## BEGIN

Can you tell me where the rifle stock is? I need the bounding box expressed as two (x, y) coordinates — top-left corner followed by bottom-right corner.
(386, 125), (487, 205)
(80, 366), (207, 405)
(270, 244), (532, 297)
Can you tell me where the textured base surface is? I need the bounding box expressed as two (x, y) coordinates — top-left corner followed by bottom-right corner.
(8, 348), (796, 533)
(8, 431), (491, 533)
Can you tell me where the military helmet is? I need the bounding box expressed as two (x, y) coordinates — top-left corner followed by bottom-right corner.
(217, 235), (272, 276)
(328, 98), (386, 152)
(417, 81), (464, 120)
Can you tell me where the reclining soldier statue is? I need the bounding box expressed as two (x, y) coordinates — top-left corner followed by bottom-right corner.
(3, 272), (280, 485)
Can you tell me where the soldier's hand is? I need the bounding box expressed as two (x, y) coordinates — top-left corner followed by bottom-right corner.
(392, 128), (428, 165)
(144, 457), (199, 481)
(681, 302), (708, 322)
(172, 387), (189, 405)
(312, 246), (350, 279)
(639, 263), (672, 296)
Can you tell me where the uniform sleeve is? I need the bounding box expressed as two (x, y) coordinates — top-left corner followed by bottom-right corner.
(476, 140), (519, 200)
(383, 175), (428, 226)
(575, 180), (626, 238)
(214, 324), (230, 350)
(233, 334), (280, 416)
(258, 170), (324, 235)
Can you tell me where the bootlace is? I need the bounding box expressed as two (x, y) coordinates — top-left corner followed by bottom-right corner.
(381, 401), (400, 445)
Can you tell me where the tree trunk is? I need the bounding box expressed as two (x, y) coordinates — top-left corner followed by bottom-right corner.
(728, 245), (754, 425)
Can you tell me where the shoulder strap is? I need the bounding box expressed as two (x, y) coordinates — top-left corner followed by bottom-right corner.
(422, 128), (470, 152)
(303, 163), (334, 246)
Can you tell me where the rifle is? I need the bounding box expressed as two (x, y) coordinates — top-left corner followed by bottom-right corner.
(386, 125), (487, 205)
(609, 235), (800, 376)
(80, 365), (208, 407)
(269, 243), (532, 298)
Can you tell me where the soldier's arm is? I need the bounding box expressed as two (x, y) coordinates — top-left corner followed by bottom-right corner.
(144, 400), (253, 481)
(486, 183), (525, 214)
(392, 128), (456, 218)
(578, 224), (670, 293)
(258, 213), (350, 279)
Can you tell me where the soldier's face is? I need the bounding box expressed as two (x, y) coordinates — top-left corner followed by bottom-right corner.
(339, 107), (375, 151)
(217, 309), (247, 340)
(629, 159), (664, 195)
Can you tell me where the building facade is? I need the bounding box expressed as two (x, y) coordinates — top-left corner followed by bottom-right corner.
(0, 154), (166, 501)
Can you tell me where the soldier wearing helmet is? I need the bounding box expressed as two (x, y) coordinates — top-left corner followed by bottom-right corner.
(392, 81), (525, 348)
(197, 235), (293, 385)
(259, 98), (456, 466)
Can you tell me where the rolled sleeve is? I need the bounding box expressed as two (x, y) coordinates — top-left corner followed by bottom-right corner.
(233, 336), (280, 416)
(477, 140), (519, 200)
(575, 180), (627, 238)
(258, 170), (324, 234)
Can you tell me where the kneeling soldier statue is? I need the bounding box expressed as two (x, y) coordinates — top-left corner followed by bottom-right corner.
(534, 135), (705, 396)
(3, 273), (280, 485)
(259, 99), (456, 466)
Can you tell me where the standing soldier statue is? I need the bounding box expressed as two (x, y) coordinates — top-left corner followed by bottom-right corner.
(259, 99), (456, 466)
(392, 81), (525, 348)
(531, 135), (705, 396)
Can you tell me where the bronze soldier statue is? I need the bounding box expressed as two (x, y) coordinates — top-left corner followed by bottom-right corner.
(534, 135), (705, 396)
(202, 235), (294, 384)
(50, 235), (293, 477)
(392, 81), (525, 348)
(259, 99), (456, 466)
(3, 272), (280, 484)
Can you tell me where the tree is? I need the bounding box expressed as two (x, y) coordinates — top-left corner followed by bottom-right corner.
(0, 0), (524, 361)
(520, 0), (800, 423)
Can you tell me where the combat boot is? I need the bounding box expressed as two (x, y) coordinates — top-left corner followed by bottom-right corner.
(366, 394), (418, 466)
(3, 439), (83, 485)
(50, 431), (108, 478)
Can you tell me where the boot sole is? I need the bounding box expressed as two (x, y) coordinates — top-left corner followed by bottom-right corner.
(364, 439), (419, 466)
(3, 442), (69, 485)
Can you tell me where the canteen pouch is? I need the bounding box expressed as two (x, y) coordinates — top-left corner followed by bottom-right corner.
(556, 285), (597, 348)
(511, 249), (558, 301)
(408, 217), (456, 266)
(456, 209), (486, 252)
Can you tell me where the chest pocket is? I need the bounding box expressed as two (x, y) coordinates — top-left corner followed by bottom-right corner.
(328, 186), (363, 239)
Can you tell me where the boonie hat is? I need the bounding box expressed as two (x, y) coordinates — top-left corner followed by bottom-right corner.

## END

▶ Given request:
Return the lines between the one holding "Can you tell me where the rolled" and the one holding "(3, 442), (69, 485)", both included, copied with no changes.

▶ Complete output:
Can you tell me where the rolled sleeve is? I need the bounding box expressed as two (x, y) coordinates — top-left corner followed by bottom-right corner.
(233, 336), (280, 416)
(477, 140), (519, 200)
(575, 180), (627, 238)
(258, 170), (324, 234)
Can you tell me where the kneeling soldier statue is? I need the bounding box expressed as two (x, y) coordinates — top-left corner followed by bottom-right corner.
(534, 135), (705, 396)
(3, 273), (280, 485)
(259, 99), (456, 466)
Can you tell me where the standing soldier statue is? I need the bounding box expressed as two (x, y) coordinates — top-left corner followed by bottom-right corner.
(259, 99), (456, 466)
(392, 81), (525, 348)
(531, 135), (705, 396)
Can you tell me where the bronze soldier statue is? I need the bounding box expressed as two (x, y) coordinates — top-left corner followed by bottom-right corner.
(534, 135), (705, 396)
(202, 235), (294, 384)
(50, 235), (293, 477)
(392, 81), (525, 348)
(259, 99), (456, 466)
(3, 272), (280, 484)
Can you tell me where the tree is? I need the bounding box expressed as two (x, y) coordinates — top-left corner followed by bottom-right corner.
(0, 0), (524, 361)
(520, 0), (800, 423)
Can you tell me where the combat boot is? I need the bounding box expressed as two (x, y) coordinates — top-left corner followed by bottom-right corner.
(366, 394), (418, 466)
(3, 439), (83, 485)
(50, 431), (108, 478)
Can you tell me where the boot sole is? I need the bounding box expressed as two (x, y) coordinates — top-left corner followed by bottom-right corner.
(364, 439), (419, 466)
(3, 442), (69, 485)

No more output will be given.